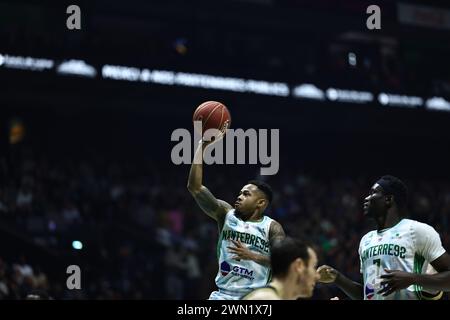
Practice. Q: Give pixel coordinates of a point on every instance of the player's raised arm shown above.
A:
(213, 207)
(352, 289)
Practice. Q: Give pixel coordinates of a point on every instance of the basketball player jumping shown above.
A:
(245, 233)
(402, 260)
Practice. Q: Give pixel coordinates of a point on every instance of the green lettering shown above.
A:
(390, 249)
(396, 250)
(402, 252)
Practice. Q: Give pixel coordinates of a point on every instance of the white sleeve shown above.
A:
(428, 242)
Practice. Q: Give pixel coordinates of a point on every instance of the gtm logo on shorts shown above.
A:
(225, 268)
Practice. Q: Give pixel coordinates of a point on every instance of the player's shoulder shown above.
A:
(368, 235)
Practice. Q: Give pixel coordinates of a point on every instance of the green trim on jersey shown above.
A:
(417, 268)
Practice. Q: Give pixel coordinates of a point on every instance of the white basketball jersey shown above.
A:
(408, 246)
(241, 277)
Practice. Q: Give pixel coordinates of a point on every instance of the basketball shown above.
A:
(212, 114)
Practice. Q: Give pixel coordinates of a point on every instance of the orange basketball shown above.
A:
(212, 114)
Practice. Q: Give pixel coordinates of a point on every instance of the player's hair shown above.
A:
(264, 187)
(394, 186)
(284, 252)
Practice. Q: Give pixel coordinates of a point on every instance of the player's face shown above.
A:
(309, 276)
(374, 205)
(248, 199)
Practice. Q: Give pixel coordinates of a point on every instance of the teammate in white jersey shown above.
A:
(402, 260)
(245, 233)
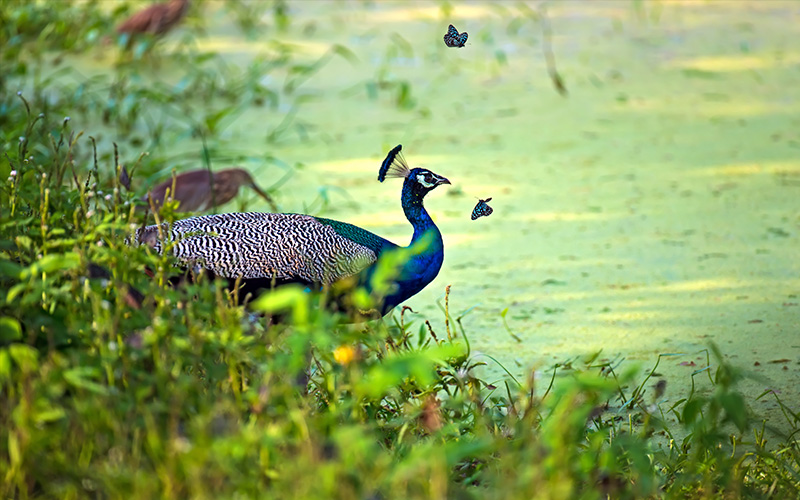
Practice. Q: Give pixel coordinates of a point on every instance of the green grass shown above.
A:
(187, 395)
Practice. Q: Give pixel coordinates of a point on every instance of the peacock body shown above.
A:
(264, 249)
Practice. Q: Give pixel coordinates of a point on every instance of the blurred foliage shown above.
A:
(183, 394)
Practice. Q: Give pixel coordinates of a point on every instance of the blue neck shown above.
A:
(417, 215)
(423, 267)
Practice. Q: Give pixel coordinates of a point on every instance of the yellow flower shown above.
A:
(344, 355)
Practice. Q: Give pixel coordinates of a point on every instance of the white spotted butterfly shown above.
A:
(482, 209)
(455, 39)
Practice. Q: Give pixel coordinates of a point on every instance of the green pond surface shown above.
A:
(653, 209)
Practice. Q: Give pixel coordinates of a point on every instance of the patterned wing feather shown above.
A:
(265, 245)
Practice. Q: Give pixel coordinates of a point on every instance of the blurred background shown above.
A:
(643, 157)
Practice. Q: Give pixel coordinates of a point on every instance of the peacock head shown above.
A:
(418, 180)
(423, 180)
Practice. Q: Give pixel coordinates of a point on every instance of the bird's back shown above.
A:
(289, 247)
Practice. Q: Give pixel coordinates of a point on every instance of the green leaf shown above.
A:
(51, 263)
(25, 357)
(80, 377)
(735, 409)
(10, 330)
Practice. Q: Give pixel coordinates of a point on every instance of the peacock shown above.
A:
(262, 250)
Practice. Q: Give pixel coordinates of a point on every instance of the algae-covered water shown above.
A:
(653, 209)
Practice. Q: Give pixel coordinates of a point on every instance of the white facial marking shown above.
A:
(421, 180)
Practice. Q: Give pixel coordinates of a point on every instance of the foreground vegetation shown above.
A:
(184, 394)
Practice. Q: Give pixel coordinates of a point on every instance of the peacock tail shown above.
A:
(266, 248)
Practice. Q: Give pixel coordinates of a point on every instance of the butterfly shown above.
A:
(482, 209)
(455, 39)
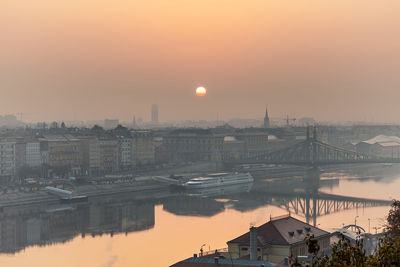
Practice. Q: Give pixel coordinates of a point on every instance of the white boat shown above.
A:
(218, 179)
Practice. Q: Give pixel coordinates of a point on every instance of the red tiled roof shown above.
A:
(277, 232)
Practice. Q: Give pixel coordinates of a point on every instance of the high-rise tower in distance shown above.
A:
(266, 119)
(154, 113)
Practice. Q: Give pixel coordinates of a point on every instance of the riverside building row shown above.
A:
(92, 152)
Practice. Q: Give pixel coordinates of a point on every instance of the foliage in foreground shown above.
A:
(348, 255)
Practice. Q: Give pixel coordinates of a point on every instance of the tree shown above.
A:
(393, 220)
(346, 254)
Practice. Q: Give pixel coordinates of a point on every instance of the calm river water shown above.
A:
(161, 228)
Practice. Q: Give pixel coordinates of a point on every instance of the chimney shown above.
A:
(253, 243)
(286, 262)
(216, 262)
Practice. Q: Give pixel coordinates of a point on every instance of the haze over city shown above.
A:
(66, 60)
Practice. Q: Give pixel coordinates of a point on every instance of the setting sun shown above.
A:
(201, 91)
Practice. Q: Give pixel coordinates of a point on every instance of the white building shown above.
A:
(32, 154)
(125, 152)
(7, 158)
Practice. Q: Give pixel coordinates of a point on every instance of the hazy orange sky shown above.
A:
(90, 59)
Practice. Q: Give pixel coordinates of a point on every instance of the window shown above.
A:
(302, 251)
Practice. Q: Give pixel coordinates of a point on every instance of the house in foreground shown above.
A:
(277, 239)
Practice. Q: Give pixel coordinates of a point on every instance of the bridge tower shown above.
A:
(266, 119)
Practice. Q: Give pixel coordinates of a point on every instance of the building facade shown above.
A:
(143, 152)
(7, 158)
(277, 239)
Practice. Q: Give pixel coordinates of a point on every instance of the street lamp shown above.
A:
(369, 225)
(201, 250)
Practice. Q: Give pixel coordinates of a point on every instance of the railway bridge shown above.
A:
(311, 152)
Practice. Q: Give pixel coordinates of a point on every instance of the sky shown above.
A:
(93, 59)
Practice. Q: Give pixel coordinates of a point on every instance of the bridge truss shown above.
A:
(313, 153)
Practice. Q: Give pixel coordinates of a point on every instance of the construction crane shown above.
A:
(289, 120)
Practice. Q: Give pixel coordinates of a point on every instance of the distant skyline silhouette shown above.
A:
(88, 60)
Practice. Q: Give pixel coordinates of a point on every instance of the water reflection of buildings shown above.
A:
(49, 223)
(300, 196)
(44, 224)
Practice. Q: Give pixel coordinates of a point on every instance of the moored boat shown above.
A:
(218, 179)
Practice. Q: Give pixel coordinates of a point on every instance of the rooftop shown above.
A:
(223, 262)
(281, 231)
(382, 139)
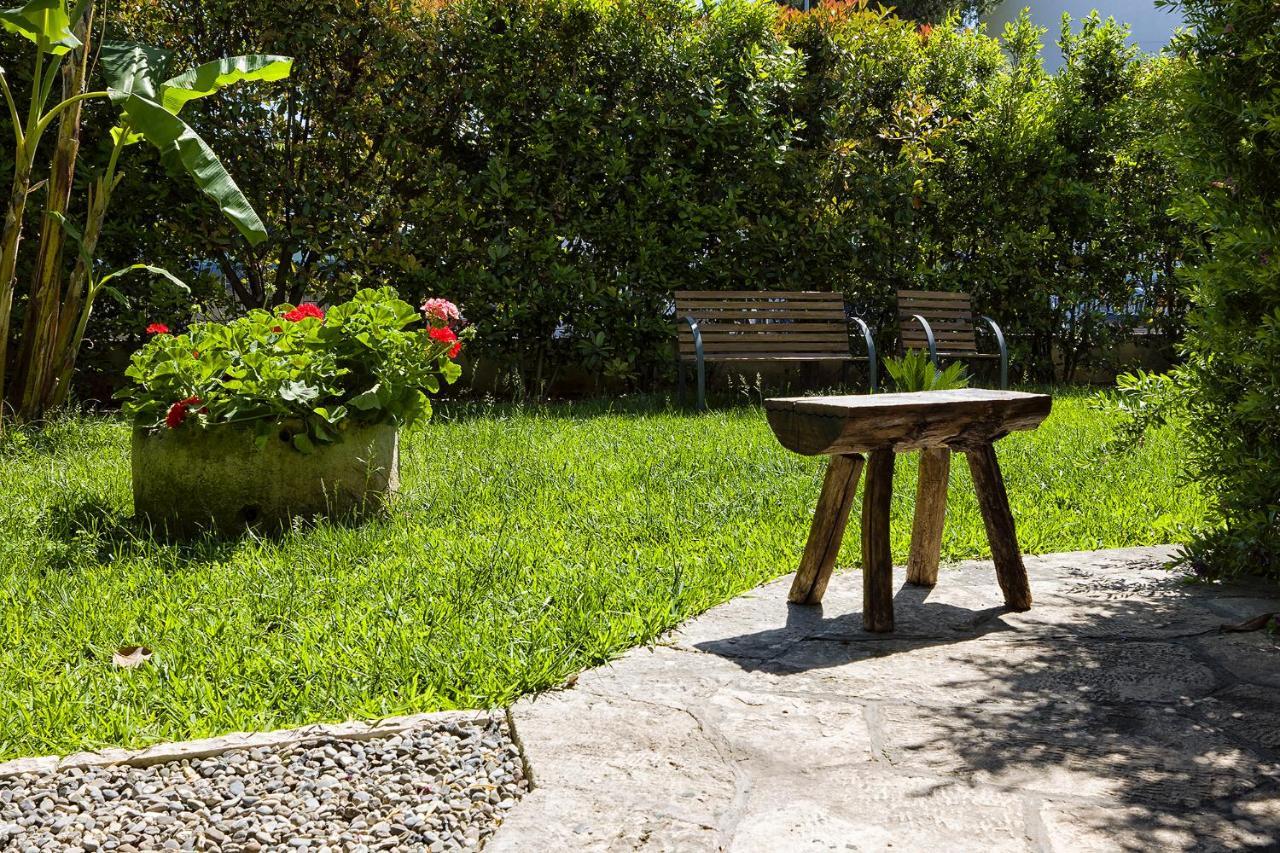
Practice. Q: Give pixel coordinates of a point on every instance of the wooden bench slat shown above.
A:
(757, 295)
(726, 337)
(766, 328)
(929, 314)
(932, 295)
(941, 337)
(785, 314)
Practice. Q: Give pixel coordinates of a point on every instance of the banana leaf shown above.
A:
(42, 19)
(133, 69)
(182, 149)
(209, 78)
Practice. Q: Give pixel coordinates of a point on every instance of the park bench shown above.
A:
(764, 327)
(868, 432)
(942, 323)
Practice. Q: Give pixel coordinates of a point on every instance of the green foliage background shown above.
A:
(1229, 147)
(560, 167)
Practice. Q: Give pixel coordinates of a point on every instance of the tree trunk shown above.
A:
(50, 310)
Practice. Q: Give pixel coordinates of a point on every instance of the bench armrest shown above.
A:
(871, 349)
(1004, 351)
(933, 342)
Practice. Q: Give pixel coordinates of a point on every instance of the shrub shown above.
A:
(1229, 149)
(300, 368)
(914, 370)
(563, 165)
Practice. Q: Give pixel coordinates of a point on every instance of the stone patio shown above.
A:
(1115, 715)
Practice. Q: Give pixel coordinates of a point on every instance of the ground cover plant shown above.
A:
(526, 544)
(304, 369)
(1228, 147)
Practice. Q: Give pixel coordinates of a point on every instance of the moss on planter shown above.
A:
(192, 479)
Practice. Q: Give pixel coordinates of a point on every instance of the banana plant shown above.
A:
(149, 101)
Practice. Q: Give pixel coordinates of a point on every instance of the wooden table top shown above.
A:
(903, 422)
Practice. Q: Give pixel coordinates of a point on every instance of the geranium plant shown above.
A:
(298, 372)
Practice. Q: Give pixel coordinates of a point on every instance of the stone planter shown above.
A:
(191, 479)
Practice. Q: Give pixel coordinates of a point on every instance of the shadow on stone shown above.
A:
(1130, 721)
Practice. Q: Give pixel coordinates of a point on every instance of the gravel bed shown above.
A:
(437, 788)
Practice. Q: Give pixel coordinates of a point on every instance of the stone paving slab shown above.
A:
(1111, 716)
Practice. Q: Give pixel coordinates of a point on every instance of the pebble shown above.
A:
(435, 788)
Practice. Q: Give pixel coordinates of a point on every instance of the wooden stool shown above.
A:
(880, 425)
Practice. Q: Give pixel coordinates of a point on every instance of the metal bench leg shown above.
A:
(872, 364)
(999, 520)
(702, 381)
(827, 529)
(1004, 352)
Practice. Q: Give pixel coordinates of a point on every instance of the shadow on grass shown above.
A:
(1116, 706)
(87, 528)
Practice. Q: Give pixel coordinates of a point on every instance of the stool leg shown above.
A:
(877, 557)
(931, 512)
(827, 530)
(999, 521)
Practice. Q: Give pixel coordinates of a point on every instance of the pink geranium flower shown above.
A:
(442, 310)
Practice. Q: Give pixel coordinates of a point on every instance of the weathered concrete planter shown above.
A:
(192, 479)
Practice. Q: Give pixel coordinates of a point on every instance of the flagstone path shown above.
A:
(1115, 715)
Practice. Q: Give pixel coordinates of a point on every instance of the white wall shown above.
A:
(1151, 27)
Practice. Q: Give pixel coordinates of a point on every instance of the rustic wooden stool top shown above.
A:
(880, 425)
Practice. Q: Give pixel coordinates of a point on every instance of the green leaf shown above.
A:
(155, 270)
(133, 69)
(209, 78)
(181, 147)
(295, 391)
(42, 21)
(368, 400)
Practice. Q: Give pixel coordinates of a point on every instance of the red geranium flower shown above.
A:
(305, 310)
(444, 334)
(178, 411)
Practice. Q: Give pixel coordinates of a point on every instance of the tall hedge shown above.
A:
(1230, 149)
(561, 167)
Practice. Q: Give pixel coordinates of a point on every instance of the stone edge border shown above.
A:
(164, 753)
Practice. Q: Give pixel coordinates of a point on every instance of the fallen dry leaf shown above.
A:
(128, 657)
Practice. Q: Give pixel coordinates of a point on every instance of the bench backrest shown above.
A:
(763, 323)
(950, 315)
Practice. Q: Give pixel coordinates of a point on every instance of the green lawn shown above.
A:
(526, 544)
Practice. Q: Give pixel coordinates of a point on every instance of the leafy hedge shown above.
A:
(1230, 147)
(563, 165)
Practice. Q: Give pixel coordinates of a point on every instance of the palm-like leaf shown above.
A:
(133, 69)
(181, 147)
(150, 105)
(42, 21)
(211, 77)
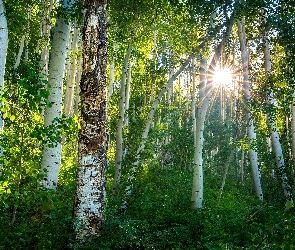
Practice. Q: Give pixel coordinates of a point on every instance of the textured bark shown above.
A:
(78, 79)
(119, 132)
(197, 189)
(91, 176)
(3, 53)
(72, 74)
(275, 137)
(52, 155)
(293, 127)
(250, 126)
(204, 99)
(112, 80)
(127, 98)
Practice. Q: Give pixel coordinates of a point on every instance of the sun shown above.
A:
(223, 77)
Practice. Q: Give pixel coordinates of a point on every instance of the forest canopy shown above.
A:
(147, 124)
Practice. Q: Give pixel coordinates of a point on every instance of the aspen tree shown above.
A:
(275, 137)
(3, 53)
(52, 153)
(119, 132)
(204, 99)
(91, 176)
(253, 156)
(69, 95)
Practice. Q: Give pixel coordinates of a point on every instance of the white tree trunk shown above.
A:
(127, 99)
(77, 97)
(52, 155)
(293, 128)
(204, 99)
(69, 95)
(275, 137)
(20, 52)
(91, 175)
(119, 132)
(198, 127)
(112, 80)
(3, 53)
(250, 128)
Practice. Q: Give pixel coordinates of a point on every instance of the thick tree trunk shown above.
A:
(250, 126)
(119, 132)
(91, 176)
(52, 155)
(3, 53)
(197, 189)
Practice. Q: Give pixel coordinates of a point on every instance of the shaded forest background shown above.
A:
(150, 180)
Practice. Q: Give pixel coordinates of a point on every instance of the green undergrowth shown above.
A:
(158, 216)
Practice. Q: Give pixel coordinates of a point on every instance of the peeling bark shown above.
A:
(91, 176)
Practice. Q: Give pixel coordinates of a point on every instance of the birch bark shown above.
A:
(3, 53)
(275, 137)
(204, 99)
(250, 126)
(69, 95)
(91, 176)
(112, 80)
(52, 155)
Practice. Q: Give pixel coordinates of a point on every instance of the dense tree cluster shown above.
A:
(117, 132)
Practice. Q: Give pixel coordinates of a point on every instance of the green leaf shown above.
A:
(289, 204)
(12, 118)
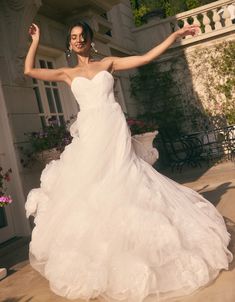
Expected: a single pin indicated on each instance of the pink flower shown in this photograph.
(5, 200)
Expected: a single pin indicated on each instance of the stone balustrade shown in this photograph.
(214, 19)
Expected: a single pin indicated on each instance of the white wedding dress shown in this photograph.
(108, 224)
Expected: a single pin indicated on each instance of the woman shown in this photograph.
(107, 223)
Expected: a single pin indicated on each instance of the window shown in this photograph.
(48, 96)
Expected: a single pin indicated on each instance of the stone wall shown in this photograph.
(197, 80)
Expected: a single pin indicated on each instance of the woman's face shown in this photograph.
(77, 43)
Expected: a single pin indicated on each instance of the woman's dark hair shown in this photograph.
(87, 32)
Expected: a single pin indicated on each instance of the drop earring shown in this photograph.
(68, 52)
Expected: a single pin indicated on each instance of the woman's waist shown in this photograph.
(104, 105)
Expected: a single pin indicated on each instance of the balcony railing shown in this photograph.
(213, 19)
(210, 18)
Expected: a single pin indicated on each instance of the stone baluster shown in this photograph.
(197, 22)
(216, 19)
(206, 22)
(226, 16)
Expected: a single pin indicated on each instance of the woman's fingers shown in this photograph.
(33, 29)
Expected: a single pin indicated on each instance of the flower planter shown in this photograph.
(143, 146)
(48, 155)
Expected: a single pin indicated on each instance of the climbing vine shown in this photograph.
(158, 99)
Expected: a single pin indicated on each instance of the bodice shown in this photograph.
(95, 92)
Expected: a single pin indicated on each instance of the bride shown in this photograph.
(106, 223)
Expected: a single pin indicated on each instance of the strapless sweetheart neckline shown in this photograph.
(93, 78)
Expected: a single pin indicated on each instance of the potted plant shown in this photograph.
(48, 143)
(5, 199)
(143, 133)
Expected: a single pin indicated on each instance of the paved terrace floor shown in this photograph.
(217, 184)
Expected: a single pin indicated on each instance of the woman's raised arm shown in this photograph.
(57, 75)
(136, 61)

_ _ _ _

* Aim of the task *
Copy exactly, and only, the lines from the first entry through the line holding "lettering shown above.", both ends included, leaving out every picture.

* Expected answer *
Practice. Q: Give pixel coordinates of a point on every instance of the player's raised arm shown above.
A:
(213, 207)
(352, 289)
Practice. Q: Give pixel coordinates of a point on every instance of the basketball player jumping shown above.
A:
(245, 233)
(402, 260)
Practice. Q: Give pixel coordinates of a point on every instance of the green lettering shown above.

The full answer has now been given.